=== Dataset excerpts ===

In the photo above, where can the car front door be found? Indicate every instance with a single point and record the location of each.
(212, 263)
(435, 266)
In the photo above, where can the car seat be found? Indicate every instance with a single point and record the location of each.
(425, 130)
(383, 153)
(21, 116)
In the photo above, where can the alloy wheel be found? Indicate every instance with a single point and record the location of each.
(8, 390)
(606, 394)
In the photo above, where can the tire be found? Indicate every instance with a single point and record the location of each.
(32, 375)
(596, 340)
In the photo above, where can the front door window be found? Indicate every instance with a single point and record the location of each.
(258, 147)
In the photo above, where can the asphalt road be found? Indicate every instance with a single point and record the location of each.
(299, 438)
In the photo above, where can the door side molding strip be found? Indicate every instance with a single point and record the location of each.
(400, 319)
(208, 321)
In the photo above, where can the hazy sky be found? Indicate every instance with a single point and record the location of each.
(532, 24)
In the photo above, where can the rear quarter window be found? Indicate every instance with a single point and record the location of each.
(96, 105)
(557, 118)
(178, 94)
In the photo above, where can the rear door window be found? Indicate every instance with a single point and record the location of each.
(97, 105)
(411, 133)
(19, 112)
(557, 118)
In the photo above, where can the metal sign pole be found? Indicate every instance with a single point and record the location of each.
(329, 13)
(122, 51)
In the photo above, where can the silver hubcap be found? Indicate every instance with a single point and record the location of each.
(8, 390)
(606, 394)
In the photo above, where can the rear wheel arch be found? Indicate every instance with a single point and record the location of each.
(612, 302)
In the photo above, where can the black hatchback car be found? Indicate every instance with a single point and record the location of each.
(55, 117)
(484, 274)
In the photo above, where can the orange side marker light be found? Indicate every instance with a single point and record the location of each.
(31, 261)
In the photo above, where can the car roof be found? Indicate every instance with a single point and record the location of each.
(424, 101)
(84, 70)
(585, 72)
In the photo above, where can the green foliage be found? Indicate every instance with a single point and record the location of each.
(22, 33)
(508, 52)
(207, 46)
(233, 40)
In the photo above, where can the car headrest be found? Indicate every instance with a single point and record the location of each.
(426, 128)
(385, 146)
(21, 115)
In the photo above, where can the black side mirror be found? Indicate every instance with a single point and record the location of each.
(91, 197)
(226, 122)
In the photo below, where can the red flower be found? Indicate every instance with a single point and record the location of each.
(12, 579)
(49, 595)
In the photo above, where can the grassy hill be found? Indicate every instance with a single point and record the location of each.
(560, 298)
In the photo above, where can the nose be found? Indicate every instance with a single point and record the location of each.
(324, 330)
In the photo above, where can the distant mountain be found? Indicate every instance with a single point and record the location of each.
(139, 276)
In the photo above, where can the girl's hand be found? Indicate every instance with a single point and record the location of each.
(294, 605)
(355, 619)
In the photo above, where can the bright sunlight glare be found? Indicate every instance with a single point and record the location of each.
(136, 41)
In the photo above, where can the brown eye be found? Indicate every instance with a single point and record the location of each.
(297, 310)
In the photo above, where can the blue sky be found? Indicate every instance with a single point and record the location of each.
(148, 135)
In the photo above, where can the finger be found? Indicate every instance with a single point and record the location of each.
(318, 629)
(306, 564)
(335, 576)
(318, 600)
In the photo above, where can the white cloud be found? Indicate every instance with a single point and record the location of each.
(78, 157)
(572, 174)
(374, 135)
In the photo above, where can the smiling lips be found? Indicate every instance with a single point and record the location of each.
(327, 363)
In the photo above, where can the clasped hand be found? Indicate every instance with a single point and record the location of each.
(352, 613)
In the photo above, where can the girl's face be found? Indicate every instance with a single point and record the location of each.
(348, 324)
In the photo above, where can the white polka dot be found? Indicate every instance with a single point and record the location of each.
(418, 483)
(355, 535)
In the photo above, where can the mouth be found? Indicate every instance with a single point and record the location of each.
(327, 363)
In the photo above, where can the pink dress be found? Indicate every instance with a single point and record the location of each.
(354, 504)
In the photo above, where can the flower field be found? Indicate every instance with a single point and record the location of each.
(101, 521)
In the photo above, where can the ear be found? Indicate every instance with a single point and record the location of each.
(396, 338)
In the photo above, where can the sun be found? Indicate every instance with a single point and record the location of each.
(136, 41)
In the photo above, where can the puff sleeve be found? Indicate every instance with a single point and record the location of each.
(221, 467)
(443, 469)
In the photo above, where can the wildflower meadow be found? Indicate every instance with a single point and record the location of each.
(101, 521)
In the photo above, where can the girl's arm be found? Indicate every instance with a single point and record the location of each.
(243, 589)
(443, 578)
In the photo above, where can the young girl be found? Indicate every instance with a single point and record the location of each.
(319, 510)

===

* Description of the task *
Every line of the listing is to be transcribed exactly.

* Answer below *
In the photo above, where can the car front door be found? Indicate every instance with a single point and record the location of each.
(212, 263)
(435, 266)
In the photo above, where can the car seat be found? Indicate every instance with a single point and record the location of each.
(425, 130)
(383, 153)
(21, 116)
In the photo above, where can the alloy wheel be found? Indicate every instance with a single point and record the location of each.
(8, 390)
(606, 394)
In the photo above, where can the tire be found? Indicate every instance with a single point and record the location of each.
(32, 375)
(596, 340)
In the photo above, where can the front door window be found? Indicate every instance with a single point and record the location of each.
(258, 147)
In the photo above, where can the asphalt road be found? Indicate every instance with a single point and record the location of each.
(299, 438)
In the photo above, where can the door side molding strip be found? Indicate every instance with a single point and record the location of each.
(400, 319)
(208, 321)
In the photo above, where can the hazy sky be found? Indicate every instance with a single point and record the location of each.
(532, 24)
In the photo above, where can the rear quarter window be found? Indicate every instance with a single point and record the location of each.
(96, 105)
(557, 118)
(178, 94)
In the photo above, where can the rear door window be found? Indicate every instance with a single point and record the location of each.
(97, 105)
(411, 133)
(19, 112)
(557, 118)
In the photo above, where can the metal sign pole be found? Indicate every instance with a single point and record the location of each.
(329, 13)
(122, 51)
In the photo above, where can the silver hubcap be found? Indicate every instance with a single point and record the location of each.
(8, 390)
(606, 394)
In the photo above, where can the rear wheel arch be found? Indicate every instance with a single point and record the location of each.
(612, 302)
In the photo above, where can the black hatchback car be found? Indicate every instance with a single point and record the location of each.
(55, 117)
(484, 274)
In the photo above, where can the orange side marker light be found? Indicate every instance with a single point and record the location of each.
(31, 261)
In the photo above, where can the car roof be found? Indicate every instance with a single point and record the location of each.
(424, 101)
(84, 70)
(585, 72)
In the photo above, where can the green foliage be found? Indicate every instance with a single point and record the location of each.
(22, 33)
(508, 52)
(207, 46)
(233, 40)
In the photo above, where can the car headrest be found? Indicate every instance with a single point and record the location of each.
(426, 128)
(385, 146)
(21, 115)
In the photo above, where can the black side mirror be found? Indicate every instance with a single point and record the location of each.
(91, 197)
(226, 122)
In the photo below, where can the red flower be found? Indicate every instance with a single point and record the location of each.
(12, 579)
(49, 595)
In the photo above, where can the grassy hill be found? Indicate every instance with a single point and record the location of each.
(560, 298)
In the photo above, where can the nose be found? Indicate every instance with a single point and record the location of each.
(324, 330)
In the photo above, where can the distant mountain be found? Indicate every instance with a single point and record the location of each.
(139, 276)
In the photo above, where can the girl's hand be found? Indicate every instance with a single point and record the location of each.
(294, 605)
(355, 619)
In the photo above, where can the bright sunlight glare be found? Indicate every instance with a single point and record the location of each.
(136, 41)
In the photo above, where can the brown eye be found? Indicate every instance with a single point and record the location of each.
(297, 310)
In the photo above, where can the blue sky be found? Indicate every instance with a single point and record the location of each.
(148, 135)
In the photo above, where can the finger be found? Indicate every instance with a single point and record the location of each.
(318, 629)
(306, 564)
(335, 576)
(318, 600)
In the photo above, where can the white cloud be found? Indicate every instance with a single point and record the location of each.
(78, 157)
(572, 174)
(374, 135)
In the photo above, where can the smiling lips be found? Indicate every instance with a single point and record the location of each.
(327, 363)
In the photo above, where can the clasped hand be found? Indicate every instance with a single point and record the location of each.
(352, 613)
In the photo above, where can the girl's face be found? Indicate every instance with a single point and record the location of each.
(348, 324)
In the photo above, where can the white polka dot be found? Indicate every instance with a single point and record the location of each.
(418, 483)
(355, 535)
In the photo above, where can the mouth be found? Indicate every instance with a single point and record the location of each.
(327, 363)
In the photo above, where can the pink dress be found? Indicate every instance with a single point and record the location of each.
(354, 504)
In the photo above, where can the flower field be found? Indicate every instance with a single point and record the location of each.
(101, 521)
In the photo above, where can the ear be found? Indicate every instance with a single point and record the location of each.
(396, 338)
In the photo above, where can the sun be found? Indicate every instance with a single point and record the location of each.
(136, 41)
In the photo above, where can the puff sleeve be found? Indicate every instance with a single point and record the location of each.
(221, 467)
(443, 469)
In the photo above, where can the wildflower meadow be found? Indicate every instance with a single point and record the location of each.
(101, 521)
In the photo above, where can the girl's arm be found? Indicate every instance with a single point and record the location of each.
(243, 589)
(443, 578)
In the photo above, where can the young girl be found? Indicate every instance with a single point and record the location of each.
(319, 510)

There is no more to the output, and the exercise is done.